begin Information shown

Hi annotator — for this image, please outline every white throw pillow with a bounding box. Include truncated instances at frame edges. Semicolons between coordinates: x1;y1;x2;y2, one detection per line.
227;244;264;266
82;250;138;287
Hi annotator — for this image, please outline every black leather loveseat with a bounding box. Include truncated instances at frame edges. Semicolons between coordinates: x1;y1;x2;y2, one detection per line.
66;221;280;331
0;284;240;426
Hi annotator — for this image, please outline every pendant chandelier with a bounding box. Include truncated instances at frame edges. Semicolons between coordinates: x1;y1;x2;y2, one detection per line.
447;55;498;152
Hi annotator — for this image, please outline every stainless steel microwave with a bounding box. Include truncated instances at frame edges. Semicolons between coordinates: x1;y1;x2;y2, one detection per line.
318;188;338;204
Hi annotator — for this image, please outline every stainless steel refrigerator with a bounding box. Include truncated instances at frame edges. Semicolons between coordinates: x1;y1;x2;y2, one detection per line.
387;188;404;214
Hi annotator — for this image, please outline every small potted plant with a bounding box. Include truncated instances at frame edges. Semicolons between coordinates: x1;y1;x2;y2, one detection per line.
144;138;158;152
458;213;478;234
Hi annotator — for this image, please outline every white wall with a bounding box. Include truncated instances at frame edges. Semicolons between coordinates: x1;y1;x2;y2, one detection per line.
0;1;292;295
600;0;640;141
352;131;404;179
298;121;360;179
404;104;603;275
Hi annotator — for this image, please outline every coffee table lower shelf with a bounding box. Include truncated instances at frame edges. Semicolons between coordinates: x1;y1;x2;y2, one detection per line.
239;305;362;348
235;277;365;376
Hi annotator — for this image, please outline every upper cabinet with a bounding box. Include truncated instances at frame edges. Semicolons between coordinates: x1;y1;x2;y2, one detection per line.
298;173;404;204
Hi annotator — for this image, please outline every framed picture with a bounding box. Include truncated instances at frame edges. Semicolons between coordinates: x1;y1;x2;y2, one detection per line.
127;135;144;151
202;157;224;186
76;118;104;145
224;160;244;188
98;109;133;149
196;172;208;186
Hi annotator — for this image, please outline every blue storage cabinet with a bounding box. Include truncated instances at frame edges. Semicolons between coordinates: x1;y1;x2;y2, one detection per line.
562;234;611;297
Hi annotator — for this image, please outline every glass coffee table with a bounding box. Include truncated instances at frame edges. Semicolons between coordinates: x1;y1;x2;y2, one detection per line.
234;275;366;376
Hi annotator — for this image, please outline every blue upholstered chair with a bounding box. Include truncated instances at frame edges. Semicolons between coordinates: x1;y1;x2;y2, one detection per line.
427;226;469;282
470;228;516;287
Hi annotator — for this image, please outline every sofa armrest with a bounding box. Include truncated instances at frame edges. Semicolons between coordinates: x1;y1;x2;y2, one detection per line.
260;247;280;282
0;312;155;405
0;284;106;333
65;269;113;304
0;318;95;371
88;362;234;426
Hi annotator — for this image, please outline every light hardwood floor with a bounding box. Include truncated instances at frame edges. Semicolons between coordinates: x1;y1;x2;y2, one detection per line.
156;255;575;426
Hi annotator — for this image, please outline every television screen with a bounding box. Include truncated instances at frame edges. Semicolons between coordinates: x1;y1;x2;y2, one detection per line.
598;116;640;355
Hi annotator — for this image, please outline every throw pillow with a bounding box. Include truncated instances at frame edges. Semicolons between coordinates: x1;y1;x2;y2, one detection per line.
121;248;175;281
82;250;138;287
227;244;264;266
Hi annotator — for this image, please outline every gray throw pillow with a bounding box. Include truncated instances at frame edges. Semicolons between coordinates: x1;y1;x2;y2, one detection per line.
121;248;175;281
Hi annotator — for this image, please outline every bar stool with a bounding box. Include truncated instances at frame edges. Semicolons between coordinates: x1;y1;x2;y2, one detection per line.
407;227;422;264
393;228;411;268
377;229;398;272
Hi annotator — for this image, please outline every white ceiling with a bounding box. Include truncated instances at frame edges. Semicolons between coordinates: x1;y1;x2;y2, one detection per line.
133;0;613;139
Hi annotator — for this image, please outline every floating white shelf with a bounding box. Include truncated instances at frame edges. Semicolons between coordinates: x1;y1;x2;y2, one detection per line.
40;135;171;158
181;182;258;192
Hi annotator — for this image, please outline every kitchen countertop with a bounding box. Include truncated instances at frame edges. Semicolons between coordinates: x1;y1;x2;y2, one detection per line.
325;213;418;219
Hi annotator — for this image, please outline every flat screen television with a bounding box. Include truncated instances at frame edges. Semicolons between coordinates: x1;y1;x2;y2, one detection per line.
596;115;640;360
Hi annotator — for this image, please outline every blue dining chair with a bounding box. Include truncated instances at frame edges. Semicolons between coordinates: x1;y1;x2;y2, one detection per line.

end Information shown

Exercise →
Copy every line of the data above verbatim.

Answer to the exercise →
Hi annotator — for this image, please outline every white throw pillow with a bounding box. Include truncated instances at frame edges. Semicolons between coordinates: x1;y1;x2;y2, one detection per line.
227;244;264;266
82;250;138;287
Hi annotator — for this image, please outline every black leather loveseat with a bounding box. Include truncated instances at frame edges. Semicolons between coordinates: x1;y1;x2;y2, one detection per line.
66;221;280;331
0;284;240;426
Hi annotator — for this image, please outline every pendant chandelier with a bounding box. Include truncated instances at frame edges. Semicolons between coordinates: x1;y1;x2;y2, one detection per line.
447;55;498;152
Hi annotator — for this image, please outline every stainless steel microwave with a bounding box. Include truncated instances at frame edges. Semicolons between coordinates: x1;y1;x2;y2, one detection per line.
318;188;338;204
Hi annotator — for this image, please outline every stainless steel refrigerator with a bounding box. Include truncated instances at frame edges. Semicolons between coordinates: x1;y1;x2;y2, one detection per line.
387;188;404;214
Hi annotator — for this image, please outline every small potted plant with a bounding box. Include truncated instances at frame edges. Semicolons between coordinates: x1;y1;x2;y2, one detection per line.
144;138;158;152
458;213;478;234
Hi annotator — for this image, please outline every white wall with a bounding box. Include truncated instances at frame edges. Semicolons between coordinates: x1;y1;x2;y2, one detection per line.
0;1;292;295
600;0;640;141
352;131;404;179
298;121;360;179
404;104;603;275
Hi annotator — for this image, please outline every coffee table lower shelf with a bounding box. Include truncated instances at frame edges. Semicolons between coordinates: x1;y1;x2;y2, one detection per line.
239;305;362;348
235;277;365;376
Hi annotator — for this image, please outline every upper cabinet with a bounding box. Include truncated instances at frame edges. Semicolons between coordinates: x1;y1;x2;y2, one detection per line.
298;173;404;204
Hi annotator — for this image, please outline every framed picture with a bounding box. Include truncated instances at frame edges. Semicolons between coordinates: x1;y1;x2;y2, one detection per line.
127;135;144;151
202;157;224;186
76;118;104;145
224;160;244;188
98;109;133;149
196;172;208;186
Hi annotator — for this image, please outline every blue storage cabinet with a bounding box. Include truncated instances at frame edges. Semicolons between coordinates: x1;y1;x2;y2, one detection per line.
562;234;611;297
Hi annotator — for this image, please outline every glass coffee table with a bounding box. Include truncated instances at frame edges. Semicolons between coordinates: x1;y1;x2;y2, one detection per line.
234;275;366;376
Hi annotator — for this image, please outline every blue upholstered chair with a bounding box. Include truncated instances at frame edges. Semicolons between coordinates: x1;y1;x2;y2, one detection per line.
427;226;469;282
470;228;516;287
Hi annotator — for this image, please outline every sofa armrest with a bounding box. Include truncated instances at frame edges. Semicolons between coordinates: x1;y1;x2;y2, one detection per line.
260;247;280;282
0;312;155;405
0;284;106;333
65;269;113;304
0;318;95;371
88;362;234;426
Hi annotator — for this image, please outline every light hardwood floor with a bounding box. Include truncated instances at frame edges. Semicolons between coordinates: x1;y1;x2;y2, one detection per line.
156;255;575;426
Hi annotator — for this image, please outline every television screen with a bounding box. Include truncated instances at frame edges. Semicolons between coordinates: x1;y1;x2;y2, one detection per line.
598;116;640;355
Hi annotator — for this image, please outline every throw pillow with a bounding box. Include truncated instances at frame edges. Semicolons between coordinates: x1;y1;x2;y2, one detection per line.
121;248;175;281
82;250;138;287
227;244;264;266
Hi annotator — for this image, please outline every gray throw pillow with a bounding box. Include truncated instances at frame edges. Semicolons between coordinates: x1;y1;x2;y2, one detection per line.
121;248;175;281
Hi annotator — for this image, please outline every bar stool with a bounding box. Include truncated instances at frame edges. Semicolons between coordinates: x1;y1;x2;y2, one detection per line.
407;227;422;264
393;228;411;268
377;229;398;272
Hi annotator — for this image, please outline every white ceiling with a bounding box. Include truncated instances at frame edges. Semicolons between coordinates: x1;y1;x2;y2, one detection per line.
133;0;613;139
Hi annotator — for this image, please outline every floating white shelf with a bounding box. Include truncated instances at frame edges. Semicolons between coordinates: x1;y1;x2;y2, one detection per line.
40;135;171;158
181;182;258;192
Hi annotator — for this image, please outline every kitchen countertop with a bounding box. Include truncated instances at frame edges. Semicolons between coordinates: x1;y1;x2;y2, one detection per line.
325;213;418;219
Hi annotator — for this image, please outline every flat screen television with a bounding box. Include truncated instances at frame edges. Semicolons between coordinates: x1;y1;x2;y2, one detection per line.
596;115;640;360
Hi annotator — for this image, please outline every blue dining chair with a bounding box. Include truncated instances at frame edges. Semicolons between coordinates: x1;y1;x2;y2, one detection per line.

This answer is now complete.